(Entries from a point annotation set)
● ● ● ●
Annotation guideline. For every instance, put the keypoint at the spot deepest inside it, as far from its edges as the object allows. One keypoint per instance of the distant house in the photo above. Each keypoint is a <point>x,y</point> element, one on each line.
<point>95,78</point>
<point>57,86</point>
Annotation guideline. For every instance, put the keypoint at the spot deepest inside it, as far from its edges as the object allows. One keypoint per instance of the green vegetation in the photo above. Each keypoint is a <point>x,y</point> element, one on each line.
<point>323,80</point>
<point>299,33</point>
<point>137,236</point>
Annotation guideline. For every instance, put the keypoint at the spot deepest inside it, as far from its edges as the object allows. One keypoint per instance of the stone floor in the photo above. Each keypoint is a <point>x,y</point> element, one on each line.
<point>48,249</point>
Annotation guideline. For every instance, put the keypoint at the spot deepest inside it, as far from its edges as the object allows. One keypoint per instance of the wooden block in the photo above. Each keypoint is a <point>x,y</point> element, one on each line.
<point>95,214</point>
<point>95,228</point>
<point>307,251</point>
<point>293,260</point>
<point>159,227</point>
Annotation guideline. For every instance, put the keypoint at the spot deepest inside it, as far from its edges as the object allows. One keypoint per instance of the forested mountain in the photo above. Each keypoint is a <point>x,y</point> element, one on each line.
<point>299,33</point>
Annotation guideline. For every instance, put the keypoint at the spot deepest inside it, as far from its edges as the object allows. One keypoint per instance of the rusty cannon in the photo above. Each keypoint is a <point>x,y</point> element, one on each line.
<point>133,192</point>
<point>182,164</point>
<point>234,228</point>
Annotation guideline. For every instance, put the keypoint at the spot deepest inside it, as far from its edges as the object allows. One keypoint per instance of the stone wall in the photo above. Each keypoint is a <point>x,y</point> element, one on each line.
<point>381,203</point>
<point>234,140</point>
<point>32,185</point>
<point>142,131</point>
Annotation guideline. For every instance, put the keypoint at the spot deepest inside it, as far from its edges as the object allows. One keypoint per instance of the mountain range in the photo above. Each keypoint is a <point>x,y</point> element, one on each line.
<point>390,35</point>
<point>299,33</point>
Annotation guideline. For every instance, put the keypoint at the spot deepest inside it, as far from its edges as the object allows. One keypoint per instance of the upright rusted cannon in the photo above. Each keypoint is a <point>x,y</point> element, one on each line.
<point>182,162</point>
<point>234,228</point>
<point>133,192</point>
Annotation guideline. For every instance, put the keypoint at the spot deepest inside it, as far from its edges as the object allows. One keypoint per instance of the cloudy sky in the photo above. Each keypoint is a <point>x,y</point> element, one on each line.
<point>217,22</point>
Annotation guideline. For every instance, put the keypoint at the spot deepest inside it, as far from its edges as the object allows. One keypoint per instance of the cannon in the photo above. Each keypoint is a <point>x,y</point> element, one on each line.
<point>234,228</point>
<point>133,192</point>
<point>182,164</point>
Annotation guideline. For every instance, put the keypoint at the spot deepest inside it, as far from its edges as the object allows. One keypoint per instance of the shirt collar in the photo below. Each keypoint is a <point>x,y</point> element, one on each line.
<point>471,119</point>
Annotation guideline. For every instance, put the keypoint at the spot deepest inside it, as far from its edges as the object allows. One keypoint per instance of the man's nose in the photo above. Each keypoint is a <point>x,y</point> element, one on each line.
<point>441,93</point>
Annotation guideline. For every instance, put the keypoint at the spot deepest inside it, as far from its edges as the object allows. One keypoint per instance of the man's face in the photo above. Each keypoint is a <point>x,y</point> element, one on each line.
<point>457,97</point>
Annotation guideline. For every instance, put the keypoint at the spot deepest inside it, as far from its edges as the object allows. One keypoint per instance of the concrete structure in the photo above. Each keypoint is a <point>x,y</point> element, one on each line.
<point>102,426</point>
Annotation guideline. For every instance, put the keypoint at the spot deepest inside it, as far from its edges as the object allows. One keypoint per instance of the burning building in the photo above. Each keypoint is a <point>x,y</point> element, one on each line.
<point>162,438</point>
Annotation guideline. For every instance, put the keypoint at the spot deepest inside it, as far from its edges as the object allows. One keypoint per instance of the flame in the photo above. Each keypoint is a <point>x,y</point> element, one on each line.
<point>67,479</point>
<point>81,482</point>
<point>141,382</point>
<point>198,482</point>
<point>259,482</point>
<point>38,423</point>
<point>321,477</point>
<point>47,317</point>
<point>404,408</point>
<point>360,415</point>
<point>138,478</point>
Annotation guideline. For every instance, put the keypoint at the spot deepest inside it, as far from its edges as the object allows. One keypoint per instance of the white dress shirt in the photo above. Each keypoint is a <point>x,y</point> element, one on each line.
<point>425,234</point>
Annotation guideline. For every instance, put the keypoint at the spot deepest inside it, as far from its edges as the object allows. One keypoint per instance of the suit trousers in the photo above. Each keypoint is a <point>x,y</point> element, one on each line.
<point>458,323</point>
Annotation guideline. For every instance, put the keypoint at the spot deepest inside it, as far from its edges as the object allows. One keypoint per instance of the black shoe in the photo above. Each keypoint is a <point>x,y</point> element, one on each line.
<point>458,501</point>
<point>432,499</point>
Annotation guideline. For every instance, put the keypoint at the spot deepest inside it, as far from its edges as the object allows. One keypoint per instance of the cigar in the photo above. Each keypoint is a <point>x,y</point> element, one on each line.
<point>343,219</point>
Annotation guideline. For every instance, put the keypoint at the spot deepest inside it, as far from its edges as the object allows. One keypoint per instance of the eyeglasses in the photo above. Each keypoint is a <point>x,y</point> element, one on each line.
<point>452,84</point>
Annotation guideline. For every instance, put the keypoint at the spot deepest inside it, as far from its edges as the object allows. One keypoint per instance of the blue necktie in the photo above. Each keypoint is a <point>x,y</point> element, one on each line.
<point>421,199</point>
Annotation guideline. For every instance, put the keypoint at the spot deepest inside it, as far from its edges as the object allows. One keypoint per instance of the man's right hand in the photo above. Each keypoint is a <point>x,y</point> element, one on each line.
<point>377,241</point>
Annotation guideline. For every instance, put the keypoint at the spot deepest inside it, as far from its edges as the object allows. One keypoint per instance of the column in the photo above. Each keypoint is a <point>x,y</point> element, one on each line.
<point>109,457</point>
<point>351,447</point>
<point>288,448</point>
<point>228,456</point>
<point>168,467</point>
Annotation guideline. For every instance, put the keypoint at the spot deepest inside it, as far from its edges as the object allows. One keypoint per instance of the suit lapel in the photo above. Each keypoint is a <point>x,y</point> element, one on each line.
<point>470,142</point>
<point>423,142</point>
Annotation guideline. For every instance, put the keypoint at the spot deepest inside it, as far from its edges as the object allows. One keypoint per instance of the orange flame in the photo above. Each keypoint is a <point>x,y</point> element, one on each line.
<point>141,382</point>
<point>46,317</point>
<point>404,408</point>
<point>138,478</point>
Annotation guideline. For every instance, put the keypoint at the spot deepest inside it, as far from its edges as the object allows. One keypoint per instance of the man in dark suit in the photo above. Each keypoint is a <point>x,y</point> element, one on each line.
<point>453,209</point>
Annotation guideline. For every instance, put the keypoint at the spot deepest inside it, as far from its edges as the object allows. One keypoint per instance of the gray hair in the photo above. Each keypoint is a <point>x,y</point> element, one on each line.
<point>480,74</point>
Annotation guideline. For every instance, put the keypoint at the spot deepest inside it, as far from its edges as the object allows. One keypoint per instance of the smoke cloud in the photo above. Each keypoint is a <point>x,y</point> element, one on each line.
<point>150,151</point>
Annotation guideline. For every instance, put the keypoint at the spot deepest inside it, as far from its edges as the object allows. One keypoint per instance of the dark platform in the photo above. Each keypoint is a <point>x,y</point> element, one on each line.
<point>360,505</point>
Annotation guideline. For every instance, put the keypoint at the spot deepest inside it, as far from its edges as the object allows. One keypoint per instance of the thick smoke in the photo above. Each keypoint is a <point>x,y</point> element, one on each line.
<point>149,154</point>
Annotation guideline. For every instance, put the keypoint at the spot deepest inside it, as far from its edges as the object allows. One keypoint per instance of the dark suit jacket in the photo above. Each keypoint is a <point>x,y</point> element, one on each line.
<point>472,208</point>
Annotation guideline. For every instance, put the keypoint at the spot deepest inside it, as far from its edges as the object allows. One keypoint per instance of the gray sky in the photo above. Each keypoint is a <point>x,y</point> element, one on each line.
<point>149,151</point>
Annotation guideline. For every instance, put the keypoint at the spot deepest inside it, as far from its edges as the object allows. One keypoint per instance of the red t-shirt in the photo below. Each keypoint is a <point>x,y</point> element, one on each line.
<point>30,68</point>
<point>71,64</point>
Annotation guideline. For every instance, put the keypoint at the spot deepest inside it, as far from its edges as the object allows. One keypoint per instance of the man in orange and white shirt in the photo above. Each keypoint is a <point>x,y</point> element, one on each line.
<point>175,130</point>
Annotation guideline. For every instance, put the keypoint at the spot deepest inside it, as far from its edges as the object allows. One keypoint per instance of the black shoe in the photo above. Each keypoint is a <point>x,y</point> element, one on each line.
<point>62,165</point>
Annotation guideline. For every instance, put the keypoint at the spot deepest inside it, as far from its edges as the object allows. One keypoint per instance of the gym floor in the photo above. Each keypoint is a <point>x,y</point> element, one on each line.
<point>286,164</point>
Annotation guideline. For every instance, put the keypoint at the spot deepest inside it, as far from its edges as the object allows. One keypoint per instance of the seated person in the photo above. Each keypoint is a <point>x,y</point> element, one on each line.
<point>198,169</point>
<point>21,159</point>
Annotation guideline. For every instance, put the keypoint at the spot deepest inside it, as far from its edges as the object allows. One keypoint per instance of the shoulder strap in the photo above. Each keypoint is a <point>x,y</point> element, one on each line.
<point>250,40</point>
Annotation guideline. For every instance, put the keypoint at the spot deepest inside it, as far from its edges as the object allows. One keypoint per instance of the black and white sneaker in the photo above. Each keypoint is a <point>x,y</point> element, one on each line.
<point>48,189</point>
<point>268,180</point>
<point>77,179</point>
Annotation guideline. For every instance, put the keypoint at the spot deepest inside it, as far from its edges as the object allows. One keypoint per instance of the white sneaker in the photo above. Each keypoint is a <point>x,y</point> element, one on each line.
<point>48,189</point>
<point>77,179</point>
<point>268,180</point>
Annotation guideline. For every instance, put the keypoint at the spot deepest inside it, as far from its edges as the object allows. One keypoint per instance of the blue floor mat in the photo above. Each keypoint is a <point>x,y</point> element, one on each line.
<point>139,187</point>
● ● ● ●
### Problem description
Rescale the rows above, starting with the line containing "of the orange" and going on through the line containing "<point>480,74</point>", both included. Copy these lines in full, guideline text too, but multiply every point coordinate by 2.6 and round to whole numbers, with halves rounded up.

### Result
Annotation guideline. For every instance, put the keypoint at the spot deepest inside it, as far from its edges as the object allows. One keypoint per instance of the orange flame in the photo above. Each keypoint is a <point>x,y</point> element, one on each line.
<point>367,993</point>
<point>120,824</point>
<point>1050,1061</point>
<point>359,1243</point>
Annotation guideline. For every instance, put the keypoint at the spot deepest inside it, as far from its edges as the object allows. One keypoint per instance of the man in dark suit in the photo above. Each keypoint is a <point>x,y</point> element, one on each line.
<point>1178,543</point>
Annotation guideline. For every instance, put the keypoint at the spot deepest inside it, as far from its edges as the object allows. One keypoint per instance of the gray hair in the photo above. Each keypoint is a <point>x,y</point> element, one on each line.
<point>1248,192</point>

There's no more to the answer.